Makes: 9 servings Yield: 1 piece each
Prep 25 mins Bake 350° 35 mins Cool 35 mins
Upside-Down Pineapple-Ginger Carrot Cake
Ingredients
  •  Nonstick cooking spray
  • 2  tablespoons  butter, melted
  • 3  tablespoons  packed brown sugar
  • 4  thin slices  fresh pineapple
  • 1  tablespoon  finely chopped crystallized ginger
  • 1  cup  white whole wheat flour
  • 3/4  cup  granulated sugar
  • 1 1/2  teaspoons  apple pie spice
  • 1/2  teaspoon  baking powder
  • 1/2  teaspoon  baking soda
  • 1/8  teaspoon  salt
  • 1  cup  finely shredded carrots (2 medium)
  • 1/3  cup  canola oil
  • 1/4  cup  fat-free milk
  • 3  egg whites
  •  Powdered sugar (optional)
Directions

1. Preheat oven to 350 degrees F. Lightly coat an 8x8x2-inch baking pan with cooking spray. Drizzle bottom of pan with melted butter; sprinkle with brown sugar. Arrange pineapple slices in pan; sprinkle with crystallized ginger.

2. In a large bowl stir together flour, granulated sugar, apple pie spice, baking powder, baking soda, and salt. Add carrots, oil, and milk, stirring until moistened. In a medium mixing bowl beat egg whites with an electric mixer on medium speed until stiff peaks form (tips stand straight). Fold beaten egg whites into carrot mixture. Pour batter into pan over pineapple slices, spreading evenly.

YOUR TASKS:
a) What size baking pan does the carrot cake recipe call for?
b) According to the carrot cake recipe, how can you tell when the egg whites have been beaten long enough?

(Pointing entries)
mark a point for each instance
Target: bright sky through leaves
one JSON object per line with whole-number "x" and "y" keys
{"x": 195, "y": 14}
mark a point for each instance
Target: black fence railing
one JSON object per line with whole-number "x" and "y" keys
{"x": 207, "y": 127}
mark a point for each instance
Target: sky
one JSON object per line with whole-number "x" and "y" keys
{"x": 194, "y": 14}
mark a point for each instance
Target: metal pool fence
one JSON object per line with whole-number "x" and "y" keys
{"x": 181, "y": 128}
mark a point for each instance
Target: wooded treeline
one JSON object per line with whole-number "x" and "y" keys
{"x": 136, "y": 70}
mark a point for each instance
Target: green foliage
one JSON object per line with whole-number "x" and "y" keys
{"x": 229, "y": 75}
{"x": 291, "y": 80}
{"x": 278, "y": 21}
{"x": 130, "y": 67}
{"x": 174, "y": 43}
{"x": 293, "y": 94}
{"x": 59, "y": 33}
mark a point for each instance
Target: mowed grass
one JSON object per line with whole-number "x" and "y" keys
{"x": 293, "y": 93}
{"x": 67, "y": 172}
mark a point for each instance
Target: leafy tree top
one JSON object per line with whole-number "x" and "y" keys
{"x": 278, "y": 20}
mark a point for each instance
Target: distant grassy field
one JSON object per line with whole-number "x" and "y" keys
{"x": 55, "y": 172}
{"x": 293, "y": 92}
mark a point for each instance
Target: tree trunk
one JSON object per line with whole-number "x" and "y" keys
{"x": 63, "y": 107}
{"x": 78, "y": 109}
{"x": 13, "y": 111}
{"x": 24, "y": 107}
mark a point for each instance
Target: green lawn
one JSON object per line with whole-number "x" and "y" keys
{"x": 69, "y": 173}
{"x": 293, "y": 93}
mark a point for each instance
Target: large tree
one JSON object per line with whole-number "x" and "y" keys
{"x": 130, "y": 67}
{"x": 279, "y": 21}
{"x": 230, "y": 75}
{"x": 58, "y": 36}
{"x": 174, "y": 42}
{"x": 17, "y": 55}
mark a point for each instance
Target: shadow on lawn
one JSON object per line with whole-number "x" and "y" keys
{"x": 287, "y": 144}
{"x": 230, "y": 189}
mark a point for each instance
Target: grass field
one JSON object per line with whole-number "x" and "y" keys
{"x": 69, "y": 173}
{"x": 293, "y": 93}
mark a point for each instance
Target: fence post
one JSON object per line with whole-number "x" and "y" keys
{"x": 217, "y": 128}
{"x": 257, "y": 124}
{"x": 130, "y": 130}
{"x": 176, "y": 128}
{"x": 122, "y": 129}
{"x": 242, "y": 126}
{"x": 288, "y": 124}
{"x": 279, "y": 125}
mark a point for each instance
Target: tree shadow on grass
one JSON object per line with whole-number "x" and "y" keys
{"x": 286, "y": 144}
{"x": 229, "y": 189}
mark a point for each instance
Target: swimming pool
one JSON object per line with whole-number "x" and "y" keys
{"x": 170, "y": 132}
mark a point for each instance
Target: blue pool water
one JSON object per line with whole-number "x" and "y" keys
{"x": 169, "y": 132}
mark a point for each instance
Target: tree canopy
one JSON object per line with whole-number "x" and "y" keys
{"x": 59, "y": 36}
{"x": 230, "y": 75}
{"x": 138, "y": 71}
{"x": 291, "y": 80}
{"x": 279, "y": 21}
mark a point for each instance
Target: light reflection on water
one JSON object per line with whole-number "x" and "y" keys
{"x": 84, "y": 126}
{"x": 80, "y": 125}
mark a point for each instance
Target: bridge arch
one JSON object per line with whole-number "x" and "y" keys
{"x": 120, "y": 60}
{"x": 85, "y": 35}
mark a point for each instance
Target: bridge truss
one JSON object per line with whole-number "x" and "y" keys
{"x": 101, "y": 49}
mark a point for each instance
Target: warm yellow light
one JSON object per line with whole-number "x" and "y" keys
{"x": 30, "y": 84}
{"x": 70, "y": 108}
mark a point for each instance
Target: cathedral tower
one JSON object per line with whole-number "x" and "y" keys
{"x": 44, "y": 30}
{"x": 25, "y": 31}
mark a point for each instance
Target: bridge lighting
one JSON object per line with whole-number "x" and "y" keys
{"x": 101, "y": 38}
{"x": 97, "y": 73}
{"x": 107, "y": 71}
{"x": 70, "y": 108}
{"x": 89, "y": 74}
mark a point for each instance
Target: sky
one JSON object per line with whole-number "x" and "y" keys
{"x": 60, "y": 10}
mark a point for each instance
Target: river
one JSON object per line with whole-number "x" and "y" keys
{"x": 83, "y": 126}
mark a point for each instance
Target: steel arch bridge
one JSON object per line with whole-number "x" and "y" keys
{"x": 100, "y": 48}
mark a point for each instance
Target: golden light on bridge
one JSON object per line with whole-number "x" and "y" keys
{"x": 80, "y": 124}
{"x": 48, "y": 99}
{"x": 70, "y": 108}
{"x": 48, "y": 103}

OUTPUTS:
a) An 8x8x2-inch baking pan.

b) The egg whites are beaten with an electric mixer on medium speed until stiff peaks form. The recipe defines stiff peaks as the point when the tips stand straight.